====== EXCERPTED RECORDS ======

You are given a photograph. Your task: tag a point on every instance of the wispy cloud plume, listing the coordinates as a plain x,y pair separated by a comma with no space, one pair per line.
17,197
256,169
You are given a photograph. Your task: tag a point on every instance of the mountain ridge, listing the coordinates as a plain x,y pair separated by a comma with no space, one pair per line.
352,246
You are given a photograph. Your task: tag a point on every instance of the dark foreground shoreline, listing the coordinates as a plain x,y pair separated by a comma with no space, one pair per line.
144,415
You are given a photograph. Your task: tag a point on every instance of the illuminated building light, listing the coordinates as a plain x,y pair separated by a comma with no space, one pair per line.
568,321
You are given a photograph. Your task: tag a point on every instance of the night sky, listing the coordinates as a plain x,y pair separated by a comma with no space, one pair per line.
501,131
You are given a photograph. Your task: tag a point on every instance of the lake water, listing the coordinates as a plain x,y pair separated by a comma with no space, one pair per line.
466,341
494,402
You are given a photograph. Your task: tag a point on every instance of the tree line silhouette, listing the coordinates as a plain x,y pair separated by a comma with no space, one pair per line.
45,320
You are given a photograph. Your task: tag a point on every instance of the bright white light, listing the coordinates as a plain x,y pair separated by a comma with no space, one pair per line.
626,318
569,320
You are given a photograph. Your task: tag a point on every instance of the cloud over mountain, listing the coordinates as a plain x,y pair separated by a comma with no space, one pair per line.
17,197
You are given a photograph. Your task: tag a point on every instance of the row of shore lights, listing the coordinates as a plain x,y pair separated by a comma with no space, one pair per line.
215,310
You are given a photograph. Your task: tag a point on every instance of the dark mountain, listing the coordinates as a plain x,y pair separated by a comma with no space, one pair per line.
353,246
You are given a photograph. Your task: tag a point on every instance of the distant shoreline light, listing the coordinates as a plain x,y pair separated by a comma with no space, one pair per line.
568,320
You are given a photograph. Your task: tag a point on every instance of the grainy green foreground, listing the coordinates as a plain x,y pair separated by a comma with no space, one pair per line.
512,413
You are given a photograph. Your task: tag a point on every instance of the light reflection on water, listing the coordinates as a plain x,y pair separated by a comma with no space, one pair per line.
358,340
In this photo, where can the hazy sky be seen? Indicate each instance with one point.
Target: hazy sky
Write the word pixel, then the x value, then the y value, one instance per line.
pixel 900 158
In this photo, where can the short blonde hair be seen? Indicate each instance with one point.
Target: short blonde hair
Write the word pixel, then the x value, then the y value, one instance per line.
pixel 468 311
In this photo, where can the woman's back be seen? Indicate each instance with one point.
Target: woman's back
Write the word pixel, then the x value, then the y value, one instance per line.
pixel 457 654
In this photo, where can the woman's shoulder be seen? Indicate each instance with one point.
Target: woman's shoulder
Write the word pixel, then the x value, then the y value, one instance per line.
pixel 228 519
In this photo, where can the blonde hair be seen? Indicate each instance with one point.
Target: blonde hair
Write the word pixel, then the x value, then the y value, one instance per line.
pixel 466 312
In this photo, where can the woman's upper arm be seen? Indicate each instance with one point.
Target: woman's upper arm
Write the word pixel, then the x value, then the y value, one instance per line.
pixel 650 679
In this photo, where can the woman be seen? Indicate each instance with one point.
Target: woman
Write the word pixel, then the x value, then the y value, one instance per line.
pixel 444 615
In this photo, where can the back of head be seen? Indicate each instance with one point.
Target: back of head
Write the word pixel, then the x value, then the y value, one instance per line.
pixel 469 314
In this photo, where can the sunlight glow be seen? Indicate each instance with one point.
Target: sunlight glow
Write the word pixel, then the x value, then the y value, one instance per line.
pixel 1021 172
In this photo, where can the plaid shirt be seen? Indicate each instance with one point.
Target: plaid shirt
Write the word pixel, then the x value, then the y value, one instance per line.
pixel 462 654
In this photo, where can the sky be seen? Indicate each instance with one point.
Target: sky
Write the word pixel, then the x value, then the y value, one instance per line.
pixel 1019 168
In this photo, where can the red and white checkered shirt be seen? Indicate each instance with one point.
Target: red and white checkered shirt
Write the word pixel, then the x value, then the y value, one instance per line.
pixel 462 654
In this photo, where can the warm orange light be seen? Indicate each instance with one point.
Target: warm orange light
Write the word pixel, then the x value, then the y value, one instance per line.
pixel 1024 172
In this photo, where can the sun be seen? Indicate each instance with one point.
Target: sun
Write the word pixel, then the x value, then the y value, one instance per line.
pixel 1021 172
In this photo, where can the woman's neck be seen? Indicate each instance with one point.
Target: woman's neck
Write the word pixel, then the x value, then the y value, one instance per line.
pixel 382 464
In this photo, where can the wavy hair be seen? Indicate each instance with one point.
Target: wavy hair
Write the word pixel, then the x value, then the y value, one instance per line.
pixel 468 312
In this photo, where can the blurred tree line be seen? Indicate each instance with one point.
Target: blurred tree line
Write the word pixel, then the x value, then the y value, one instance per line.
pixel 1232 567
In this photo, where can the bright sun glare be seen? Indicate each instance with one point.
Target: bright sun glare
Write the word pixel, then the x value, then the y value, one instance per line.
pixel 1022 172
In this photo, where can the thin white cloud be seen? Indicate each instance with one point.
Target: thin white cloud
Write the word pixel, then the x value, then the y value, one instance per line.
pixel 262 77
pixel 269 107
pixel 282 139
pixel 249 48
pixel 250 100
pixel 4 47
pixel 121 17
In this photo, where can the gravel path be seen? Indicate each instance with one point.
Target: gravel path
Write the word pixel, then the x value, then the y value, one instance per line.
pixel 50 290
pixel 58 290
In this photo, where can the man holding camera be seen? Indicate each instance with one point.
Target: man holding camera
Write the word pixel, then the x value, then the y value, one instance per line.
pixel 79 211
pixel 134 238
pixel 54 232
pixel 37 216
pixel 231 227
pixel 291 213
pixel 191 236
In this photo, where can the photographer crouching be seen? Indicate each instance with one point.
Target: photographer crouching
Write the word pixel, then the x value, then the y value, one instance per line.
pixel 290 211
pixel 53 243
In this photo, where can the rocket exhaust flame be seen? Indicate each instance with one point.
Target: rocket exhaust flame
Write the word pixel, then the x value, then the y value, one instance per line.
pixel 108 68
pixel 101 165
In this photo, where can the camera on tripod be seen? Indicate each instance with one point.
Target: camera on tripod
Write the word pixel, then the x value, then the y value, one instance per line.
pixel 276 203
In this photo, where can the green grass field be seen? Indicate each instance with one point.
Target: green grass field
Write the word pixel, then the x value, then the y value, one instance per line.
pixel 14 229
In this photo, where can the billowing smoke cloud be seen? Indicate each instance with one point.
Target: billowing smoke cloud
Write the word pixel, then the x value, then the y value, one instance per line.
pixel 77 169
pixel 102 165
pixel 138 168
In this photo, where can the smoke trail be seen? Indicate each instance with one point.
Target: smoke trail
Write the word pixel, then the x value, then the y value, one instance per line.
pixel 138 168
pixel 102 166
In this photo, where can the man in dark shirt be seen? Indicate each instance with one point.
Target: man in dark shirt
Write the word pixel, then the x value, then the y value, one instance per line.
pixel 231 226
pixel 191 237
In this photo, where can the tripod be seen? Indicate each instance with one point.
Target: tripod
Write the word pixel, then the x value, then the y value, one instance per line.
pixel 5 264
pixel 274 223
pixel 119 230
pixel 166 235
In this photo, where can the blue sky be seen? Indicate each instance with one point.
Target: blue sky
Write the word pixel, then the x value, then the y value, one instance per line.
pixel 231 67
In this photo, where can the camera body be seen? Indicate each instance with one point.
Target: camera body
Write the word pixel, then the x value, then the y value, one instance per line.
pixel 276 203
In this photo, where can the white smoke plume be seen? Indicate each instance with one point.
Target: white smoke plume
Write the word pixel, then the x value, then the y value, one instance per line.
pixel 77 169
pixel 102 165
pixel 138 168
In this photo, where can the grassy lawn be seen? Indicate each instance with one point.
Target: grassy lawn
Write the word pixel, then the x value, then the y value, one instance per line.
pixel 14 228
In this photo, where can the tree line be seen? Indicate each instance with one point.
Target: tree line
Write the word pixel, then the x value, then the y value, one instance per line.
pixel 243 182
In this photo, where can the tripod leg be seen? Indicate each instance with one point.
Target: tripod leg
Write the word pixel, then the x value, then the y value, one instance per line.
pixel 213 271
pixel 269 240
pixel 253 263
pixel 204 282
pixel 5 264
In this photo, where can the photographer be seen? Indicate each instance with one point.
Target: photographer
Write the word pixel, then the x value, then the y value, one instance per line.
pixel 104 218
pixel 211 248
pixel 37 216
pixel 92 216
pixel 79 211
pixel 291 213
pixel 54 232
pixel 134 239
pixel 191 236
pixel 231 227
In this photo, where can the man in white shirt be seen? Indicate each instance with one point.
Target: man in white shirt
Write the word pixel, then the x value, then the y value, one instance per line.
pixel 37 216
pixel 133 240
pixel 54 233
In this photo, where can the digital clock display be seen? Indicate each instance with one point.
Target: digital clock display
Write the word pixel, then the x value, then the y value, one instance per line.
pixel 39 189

======

**PROMPT**
Which lines in the records above contain the string "warm"? Copy each one.

**SOLVED PROBLEM**
In this photo, where can the warm orange light be seen? Indicate each instance with one point.
Target: warm orange light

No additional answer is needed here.